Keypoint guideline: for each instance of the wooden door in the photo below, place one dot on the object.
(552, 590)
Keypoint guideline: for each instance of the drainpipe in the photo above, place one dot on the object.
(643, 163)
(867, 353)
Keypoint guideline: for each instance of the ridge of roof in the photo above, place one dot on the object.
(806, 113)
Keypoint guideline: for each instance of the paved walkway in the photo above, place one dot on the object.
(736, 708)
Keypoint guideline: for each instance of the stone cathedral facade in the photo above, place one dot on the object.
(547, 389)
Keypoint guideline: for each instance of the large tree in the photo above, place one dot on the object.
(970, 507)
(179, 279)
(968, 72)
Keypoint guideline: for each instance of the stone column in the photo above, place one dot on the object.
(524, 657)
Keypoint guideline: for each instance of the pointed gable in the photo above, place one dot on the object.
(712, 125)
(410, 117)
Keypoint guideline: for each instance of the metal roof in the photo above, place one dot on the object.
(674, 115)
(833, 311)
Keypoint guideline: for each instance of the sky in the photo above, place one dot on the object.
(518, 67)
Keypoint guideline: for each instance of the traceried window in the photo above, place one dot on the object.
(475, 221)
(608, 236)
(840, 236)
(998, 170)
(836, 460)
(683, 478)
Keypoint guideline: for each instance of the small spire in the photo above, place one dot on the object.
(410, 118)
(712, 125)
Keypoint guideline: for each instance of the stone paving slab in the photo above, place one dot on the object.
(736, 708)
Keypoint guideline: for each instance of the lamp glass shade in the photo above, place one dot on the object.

» **Short problem**: Please express every line of the data above as a Markdown table with the columns "Row" and "Line", numbering each line in order and omitting blank lines.

» **Correct answer**:
| Row | Line |
|---|---|
| 1 | Keypoint guideline: for each instance of the wooden door in the photo below, place one dot on the object. |
| 2 | (552, 590) |
| 3 | Keypoint guideline: for each instance of the drainpipe in the photo above, place one dot on the object. |
| 4 | (643, 163) |
| 5 | (867, 353) |
| 6 | Keypoint guideline: for each instance of the ridge of roof in the photo above, place one dot on the object. |
| 7 | (806, 113) |
| 8 | Keypoint guideline: for each instance of the paved walkway in the photo above, place one dot on the object. |
| 9 | (736, 708) |
| 10 | Keypoint guideline: for each instance of the stone cathedral facade in the photo above, place one dot on the object. |
| 11 | (547, 389) |
| 12 | Keypoint guideline: for each instance of the large tree in the photo above, place one dot on the object. |
| 13 | (970, 507) |
| 14 | (179, 279) |
| 15 | (968, 72) |
| 16 | Keypoint guideline: for each instance of the stone column in the photo above, place one dot on the object. |
| 17 | (524, 657) |
| 18 | Keypoint guideline: for each instance of the pointed gable in the photo above, place one dot on the object. |
| 19 | (712, 125) |
| 20 | (410, 117) |
| 21 | Keypoint guideline: for each instance of the metal roof in the photo above, place one dot on the object. |
| 22 | (674, 115) |
| 23 | (833, 311) |
| 24 | Keypoint guideline: for each instance of the sky in the photo above, place one dot on the object. |
| 25 | (518, 67) |
| 26 | Keypoint guideline: for each instance of the traceried window in the photo above, place one dot on the object. |
| 27 | (475, 221) |
| 28 | (608, 236) |
| 29 | (840, 236) |
| 30 | (998, 170) |
| 31 | (836, 460) |
| 32 | (683, 478) |
| 33 | Keypoint guideline: for each instance of the small spire in the photo above, place one dot on the object. |
| 34 | (410, 118) |
| 35 | (712, 125) |
| 36 | Keypoint guideline: for each instance of the stone paving slab in the photo above, place one dot on the object. |
| 37 | (736, 708) |
| 38 | Keypoint guideline: for each instance of the lamp glass shade in the photo above, place one dot on the object. |